#### THE TASK
Copy the records below from the line containing "Exercise. Pick out the blue plastic" through the end of the records, replacing "blue plastic tube" with "blue plastic pipe" and leaving everything else unchanged. Return only those lines.

#### INPUT RECORDS
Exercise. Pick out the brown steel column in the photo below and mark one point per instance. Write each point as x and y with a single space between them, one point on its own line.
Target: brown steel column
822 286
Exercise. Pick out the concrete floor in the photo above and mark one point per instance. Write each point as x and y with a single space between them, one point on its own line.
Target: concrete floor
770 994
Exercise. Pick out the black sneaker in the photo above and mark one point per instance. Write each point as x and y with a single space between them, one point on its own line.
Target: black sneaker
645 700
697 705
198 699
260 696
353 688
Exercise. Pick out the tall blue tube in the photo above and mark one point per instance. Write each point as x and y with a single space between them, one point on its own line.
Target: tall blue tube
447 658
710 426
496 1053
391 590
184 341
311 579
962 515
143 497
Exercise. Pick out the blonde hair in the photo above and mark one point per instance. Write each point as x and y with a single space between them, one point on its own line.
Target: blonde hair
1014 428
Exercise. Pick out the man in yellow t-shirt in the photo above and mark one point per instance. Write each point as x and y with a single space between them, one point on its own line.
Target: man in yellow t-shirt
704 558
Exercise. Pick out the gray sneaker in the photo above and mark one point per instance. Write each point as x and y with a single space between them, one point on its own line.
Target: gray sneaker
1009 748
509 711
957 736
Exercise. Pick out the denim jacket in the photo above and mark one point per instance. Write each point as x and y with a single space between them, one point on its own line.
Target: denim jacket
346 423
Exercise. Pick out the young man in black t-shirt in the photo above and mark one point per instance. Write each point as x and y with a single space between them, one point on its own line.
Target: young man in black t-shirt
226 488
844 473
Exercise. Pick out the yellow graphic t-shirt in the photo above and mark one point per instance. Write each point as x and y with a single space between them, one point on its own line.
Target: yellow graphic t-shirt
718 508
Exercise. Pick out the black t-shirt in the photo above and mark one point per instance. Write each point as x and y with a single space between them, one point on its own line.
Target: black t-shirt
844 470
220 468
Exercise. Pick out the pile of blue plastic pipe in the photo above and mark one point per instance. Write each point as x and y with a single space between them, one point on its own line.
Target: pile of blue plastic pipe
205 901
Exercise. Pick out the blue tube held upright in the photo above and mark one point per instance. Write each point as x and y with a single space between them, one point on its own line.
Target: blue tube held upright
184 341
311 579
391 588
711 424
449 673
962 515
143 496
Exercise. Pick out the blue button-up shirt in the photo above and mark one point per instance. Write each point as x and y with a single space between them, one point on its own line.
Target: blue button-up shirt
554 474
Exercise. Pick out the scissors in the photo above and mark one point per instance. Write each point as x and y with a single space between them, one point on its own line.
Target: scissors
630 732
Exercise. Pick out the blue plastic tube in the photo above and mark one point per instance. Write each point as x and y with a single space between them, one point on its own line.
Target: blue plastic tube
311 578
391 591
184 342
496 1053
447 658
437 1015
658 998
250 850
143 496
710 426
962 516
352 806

#### THE REPLY
Exercise. Pick out the blue plastic pipe in the photo above and mark one point per instance. Write each point as x and y with a single space between them, one point on its own line.
Target: blue plastic pipe
311 578
391 591
184 342
496 1053
447 658
437 1015
658 998
250 850
143 496
710 426
962 516
352 806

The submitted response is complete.